■ **Extrait**
_ _ _
Sennachérib apparaît comme une grande figure, non seulement comme militaire et administrateur, mais aussi comme promoteur de réalisations très nouvelles pour l’époque, liées aux aspects techniques du développement. Il entreprend des travaux d’urbanisme, particulièrement à Ninive. Quand son père était roi, Sennachérib occupait à Ninive « le palais de la succession » d'où il suppléait son père pendant ses campagnes. Sargon II, lui, s'installe à Dur-Sharrukin, sa nouvelle capitale, entièrement construite à sa gloire. À sa mort, Sennachérib, refuse de s'installer à Dur-Sharrukin et fait de Ninive la nouvelle capitale de l'Empire. Il y a plusieurs explications à cela. D'une part, la nouvelle capitale de son père était entièrement construite à sa gloire. Chaque bas-relief, chaque nom de porte de rempart était un panégyrique en l'honneur de Sargon. Par ailleurs, après des années d'installation à Ninive, Sennachérib s'est simplement attaché à sa ville, qu'il a préférée à Kalkhu. Enfin, la mort tragique de son père aux confins de l'Empire et l'absence de sépulture le condamnant à errer comme un spectre a été compris dans l'Antiquité comme une malédiction. Cela pouvait donner une raison supplémentaire d'éviter les palais de Sargon.
_ _ _
■ **Extrait de données**
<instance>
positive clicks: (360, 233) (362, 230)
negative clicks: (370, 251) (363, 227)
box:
_ _ _
■ **Énoncé du problème**
Poursuivez, s'il vous plaît, l'extrait sur Sennachérib et Ninive à partir de sa dernière phrase. Le matériau placé après l'extrait provient d'une autre source.

■ **Réponse rédigée**
En faisant de Ninive la nouvelle capitale de l'Empire, il lance de grands chantiers d'aménagement conforme à son rang. Il commence par ordonner la construction de grands parcs paysagers autour de la ville. Ce qui donna vraisemblablement naissance au mythe des jardins suspendus de Sémiramis après quelques confusions. Pour irriguer ses parcs, il fait creuser de grands canaux depuis le mont Musri (actuel Jebel Bashiqah) entrecoupés de nombreux aqueducs. Il fait construire l’aqueduc de Jerwan associé à un canal de 80 km qui recueillait les eaux du Gomel et de certains affluents du Khors pour alimenter en eau Ninive. Des canaux aux parois de pierre, des barrages, des bassins de décantation composent l’ensemble de l’ouvrage. L’aqueduc, construit en pierre de taille d’une portée de 300 m avec une largeur de 12 m est supporté par cinq arches : plus de deux millions de blocs de pierre sont nécessaires à sa construction qui ne dure que quinze mois[10]. Il fait également construire des machines pour élever l’eau avec le système de la « vis sans fin » qui adopte le principe de la vis d'Archimède près de 400 ans plus tôt. Pour la mise en valeur de l'Empire, il ordonne la construction des routes et s’occupe de perfectionner les méthodes de fonte de métal. Il introduit en Assyrie la culture du coton (arbre à laine) venue de l’Inde. Il semble qu'il ait fait construire des jardins suspendus, ceux mêmes qu'on pensait trouver à Babylone.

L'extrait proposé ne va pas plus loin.